* _İş Talebi 1_: Röportajda yanıt veren kişinin hoşuna gittiğini ya da sevdiğini söylediği şeylerin hepsini sıralayın.
* _İş Talebi 2_: Lütfen röportajın "İYİ İŞ ÇIKARDIK" ile başlayıp "verebilecek bir aktör." ile biten bölümünü, "geri dönüş" ifadesini "yeniden başlangıç" ile değiştirerek yeniden yazın.
* _İş Talebi 3_: Röportaja göre film neye yerleştirilmek zorundaydı?

Paylaş
◊ “The Killer”da bir suikastçının iç sesini duyuyoruz. Böyle bir film yapmak istemenize ne sebep oldu?
- İç ses, hikâye anlatma aracı olarak çok hoşuma gidiyor. Hep kendime şunu sormuşumdur: “Neden bir karakterin düşüncelerini ele geçirdiğimizde, kendine yalan söyleyen pek çok insan tanıyorken, onun doğruyu söylediğini düşünüyoruz?” Yaptığı işi seri cinayetten ayırmak için kendisine bir kod yaratmak zorunda olan suikastçı fikrini sevdim. Sonra bu kodun ya da duvardaki tuğlaların onun ihtiyaçları zorunda kalınarak sökülmesi fikri de hoşuma gitti.
İYİ İŞ ÇIKARDIK
◊ Michael Fassbender bir süredir beyazperde yerine otomobil yarış pistlerinde... Bu filmin onun için bir geri dönüş olduğunu düşünüyor musunuz?
- Hayır, bunu onun için bir geri dönüş olarak görmüyorum. Evet artık pek ortalıkta görünmüyor çünkü bambaşka bir kariyeri var. Bu filmi onun sürüş takvimine yerleştirmemiz gerekiyordu. Onu yakaladığımız için kendimizi şanslı hissettik. Onu istedik. Eğer yarış sezonları arasında onun penceresine sığamasaydık muhtemelen filmi çekemezdik. Yapamazdım. Michael’ın kesinlikle mükemmel bir yeteneği var ve büyük işler yapabiliyor... Filmdeki suikastçı hakkında bildiğimiz şeylerin çoğu çok sınırlı. Michael bu karakterin her rengini size verebilecek bir aktör.
◊ Filmdeki suikastçı karakteri her şeyi kontrol ediyormuş gibi davranıp, aslında neredeyse bu kontrolü kaybetmek istiyormuş gibi görünüyor.

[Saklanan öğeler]

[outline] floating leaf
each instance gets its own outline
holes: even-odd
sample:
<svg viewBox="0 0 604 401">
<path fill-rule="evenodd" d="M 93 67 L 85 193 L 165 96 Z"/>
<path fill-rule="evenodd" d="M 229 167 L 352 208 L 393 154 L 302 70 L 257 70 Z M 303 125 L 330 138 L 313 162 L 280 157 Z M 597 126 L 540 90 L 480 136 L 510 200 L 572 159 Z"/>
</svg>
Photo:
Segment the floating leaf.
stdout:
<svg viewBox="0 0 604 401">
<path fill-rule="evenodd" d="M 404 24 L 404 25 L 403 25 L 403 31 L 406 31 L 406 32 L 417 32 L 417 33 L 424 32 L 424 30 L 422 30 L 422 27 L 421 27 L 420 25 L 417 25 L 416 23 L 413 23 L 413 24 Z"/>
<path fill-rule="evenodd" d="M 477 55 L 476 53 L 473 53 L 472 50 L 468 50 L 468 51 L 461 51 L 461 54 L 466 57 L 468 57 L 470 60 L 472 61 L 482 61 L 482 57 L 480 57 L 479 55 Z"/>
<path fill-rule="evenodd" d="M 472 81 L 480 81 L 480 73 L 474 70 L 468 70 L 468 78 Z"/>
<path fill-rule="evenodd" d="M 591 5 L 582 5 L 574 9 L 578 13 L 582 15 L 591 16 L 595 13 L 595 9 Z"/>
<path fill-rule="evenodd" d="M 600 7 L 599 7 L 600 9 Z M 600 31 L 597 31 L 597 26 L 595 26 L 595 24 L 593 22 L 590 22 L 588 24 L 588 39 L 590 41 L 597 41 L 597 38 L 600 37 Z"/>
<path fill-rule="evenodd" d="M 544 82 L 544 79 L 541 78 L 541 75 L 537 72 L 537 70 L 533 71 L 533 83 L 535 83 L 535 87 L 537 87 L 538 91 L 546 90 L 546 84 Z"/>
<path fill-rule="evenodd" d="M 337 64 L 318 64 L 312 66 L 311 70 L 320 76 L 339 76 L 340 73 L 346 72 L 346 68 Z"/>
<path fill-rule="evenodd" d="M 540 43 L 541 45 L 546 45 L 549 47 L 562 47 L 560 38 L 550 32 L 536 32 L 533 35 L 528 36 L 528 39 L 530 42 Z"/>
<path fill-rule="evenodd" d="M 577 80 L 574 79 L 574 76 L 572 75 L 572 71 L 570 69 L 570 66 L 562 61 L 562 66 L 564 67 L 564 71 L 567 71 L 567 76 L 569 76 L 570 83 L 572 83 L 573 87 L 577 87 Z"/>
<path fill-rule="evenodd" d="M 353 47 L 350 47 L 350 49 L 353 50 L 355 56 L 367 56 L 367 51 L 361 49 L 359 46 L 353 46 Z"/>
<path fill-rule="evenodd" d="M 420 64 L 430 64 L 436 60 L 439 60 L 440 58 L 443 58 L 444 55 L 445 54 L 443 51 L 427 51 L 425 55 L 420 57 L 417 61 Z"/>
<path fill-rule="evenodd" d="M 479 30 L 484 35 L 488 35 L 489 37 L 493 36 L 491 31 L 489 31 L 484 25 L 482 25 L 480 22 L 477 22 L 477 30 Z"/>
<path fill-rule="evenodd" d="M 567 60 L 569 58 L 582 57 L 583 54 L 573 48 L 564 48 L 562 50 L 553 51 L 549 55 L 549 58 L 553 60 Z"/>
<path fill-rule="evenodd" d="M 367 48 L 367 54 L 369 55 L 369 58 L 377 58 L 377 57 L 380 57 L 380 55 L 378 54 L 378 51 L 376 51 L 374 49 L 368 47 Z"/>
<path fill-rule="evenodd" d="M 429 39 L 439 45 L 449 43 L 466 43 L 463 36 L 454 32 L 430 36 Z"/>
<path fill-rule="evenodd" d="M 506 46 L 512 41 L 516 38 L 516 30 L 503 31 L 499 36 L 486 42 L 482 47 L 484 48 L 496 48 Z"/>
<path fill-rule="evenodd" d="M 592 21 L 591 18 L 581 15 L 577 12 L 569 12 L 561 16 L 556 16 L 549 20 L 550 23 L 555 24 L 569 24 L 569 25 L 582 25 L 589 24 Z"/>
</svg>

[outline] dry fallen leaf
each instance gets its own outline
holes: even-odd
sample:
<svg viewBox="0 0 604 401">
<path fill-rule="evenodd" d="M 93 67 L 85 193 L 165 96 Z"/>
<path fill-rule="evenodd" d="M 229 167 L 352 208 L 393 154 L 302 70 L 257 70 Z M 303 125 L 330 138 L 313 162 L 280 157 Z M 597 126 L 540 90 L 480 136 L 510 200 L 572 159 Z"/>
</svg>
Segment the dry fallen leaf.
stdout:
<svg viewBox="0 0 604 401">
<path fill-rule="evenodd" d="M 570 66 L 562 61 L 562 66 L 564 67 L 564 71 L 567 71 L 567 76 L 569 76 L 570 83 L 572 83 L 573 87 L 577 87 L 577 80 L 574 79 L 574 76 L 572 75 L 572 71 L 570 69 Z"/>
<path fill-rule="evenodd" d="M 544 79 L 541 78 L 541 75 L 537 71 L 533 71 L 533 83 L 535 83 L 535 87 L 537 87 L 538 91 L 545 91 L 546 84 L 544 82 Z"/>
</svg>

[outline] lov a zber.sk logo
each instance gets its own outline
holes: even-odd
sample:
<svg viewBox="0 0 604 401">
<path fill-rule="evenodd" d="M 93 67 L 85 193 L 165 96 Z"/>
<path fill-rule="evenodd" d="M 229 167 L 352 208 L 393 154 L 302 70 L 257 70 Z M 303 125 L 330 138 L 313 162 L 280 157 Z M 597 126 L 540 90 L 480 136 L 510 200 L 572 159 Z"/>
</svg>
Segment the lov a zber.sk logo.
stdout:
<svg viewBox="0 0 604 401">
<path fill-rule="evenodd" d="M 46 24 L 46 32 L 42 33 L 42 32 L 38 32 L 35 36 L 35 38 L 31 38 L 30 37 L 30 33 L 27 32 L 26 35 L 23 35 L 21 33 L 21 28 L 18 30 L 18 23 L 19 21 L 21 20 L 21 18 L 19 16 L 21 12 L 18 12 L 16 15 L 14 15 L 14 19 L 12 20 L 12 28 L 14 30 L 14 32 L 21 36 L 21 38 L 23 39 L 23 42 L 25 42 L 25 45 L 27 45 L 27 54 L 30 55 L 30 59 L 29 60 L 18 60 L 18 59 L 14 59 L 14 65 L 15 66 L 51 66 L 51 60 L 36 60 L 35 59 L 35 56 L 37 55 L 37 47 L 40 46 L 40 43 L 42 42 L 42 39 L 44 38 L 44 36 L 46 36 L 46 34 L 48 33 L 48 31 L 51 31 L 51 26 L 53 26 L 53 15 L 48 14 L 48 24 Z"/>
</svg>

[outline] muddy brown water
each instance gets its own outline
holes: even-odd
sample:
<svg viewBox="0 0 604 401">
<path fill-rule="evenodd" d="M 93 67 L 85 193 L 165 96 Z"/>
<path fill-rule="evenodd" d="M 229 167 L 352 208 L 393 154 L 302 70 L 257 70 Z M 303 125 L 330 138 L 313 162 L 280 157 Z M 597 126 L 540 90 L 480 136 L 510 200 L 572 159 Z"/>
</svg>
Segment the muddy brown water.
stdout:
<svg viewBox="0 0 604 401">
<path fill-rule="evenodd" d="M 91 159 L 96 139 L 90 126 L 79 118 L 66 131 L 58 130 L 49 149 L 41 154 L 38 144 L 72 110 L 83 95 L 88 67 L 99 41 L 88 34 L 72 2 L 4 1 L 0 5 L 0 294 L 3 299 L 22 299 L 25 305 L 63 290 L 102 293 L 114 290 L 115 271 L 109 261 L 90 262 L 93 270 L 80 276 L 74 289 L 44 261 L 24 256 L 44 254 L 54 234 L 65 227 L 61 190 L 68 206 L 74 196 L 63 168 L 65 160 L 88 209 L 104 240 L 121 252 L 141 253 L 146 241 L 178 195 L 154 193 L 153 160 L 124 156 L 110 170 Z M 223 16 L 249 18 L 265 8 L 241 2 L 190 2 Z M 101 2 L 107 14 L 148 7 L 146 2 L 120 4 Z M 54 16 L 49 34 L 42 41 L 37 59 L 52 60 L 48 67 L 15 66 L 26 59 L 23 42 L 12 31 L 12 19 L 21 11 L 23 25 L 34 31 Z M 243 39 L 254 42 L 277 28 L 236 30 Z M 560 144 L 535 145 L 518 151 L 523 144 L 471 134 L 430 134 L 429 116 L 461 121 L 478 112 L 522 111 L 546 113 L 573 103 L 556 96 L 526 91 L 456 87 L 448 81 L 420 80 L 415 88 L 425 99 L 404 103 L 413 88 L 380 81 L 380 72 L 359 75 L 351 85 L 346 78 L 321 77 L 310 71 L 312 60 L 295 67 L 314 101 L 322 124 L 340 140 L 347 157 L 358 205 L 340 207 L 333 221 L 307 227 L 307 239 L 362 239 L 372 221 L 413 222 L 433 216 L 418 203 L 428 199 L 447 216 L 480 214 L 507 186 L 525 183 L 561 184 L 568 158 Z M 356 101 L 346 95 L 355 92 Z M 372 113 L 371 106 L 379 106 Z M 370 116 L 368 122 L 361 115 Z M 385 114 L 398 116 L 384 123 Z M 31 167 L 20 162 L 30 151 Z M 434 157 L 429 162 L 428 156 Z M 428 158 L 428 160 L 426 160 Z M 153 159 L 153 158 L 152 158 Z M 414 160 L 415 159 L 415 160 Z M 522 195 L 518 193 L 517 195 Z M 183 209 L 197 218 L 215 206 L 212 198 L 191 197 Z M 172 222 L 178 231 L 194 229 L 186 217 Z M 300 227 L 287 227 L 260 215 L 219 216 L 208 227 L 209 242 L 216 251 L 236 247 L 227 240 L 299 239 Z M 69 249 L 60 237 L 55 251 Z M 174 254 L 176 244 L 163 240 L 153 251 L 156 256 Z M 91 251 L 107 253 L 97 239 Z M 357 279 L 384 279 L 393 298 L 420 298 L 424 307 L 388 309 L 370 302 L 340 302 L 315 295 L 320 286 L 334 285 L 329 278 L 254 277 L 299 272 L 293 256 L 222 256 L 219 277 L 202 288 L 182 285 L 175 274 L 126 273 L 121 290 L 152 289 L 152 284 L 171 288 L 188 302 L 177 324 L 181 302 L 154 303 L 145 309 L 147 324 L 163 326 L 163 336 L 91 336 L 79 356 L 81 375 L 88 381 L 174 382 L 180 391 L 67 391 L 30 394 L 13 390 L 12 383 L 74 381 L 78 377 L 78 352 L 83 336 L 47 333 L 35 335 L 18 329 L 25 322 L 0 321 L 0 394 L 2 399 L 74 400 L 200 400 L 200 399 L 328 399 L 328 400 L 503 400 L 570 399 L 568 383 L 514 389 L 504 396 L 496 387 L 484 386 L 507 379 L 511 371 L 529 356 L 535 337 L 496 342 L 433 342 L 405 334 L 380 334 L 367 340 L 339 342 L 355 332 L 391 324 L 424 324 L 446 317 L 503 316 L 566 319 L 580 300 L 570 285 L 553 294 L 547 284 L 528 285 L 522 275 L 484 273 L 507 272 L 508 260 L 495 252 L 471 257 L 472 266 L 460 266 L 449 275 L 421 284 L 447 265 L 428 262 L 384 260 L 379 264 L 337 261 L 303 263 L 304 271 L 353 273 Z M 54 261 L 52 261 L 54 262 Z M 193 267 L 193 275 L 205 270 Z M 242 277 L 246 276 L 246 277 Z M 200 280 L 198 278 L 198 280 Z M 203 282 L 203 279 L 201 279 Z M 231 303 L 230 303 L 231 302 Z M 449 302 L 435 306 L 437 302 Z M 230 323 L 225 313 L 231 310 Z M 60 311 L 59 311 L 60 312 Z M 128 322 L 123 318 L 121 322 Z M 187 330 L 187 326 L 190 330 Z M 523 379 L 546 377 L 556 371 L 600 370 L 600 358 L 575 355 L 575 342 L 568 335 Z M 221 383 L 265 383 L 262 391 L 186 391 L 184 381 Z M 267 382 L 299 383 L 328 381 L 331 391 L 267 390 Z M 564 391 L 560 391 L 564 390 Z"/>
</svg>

* _Sonuç 1_:
- Hikâye anlatma aracı olarak iç ses
- Yaptığı işi seri cinayetten ayırmak için kendisine bir kod yaratmak zorunda olan suikastçı fikri
- Bu kodun ya da duvardaki tuğlaların onun ihtiyaçları zorunda kalınarak sökülmesi fikri

* _Sonuç 2_:
İYİ İŞ ÇIKARDIK
◊ Michael Fassbender bir süredir beyazperde yerine otomobil yarış pistlerinde... Bu filmin onun için bir yeniden başlangıç olduğunu düşünüyor musunuz?
- Hayır, bunu onun için bir yeniden başlangıç olarak görmüyorum. Evet artık pek ortalıkta görünmüyor çünkü bambaşka bir kariyeri var. Bu filmi onun sürüş takvimine yerleştirmemiz gerekiyordu. Onu yakaladığımız için kendimizi şanslı hissettik. Onu istedik. Eğer yarış sezonları arasında onun penceresine sığamasaydık muhtemelen filmi çekemezdik. Yapamazdım. Michael’ın kesinlikle mükemmel bir yeteneği var ve büyük işler yapabiliyor... Filmdeki suikastçı hakkında bildiğimiz şeylerin çoğu çok sınırlı. Michael bu karakterin her rengini size verebilecek bir aktör.

* _Sonuç 3_: Michael Fassbender'ın sürüş takvimine.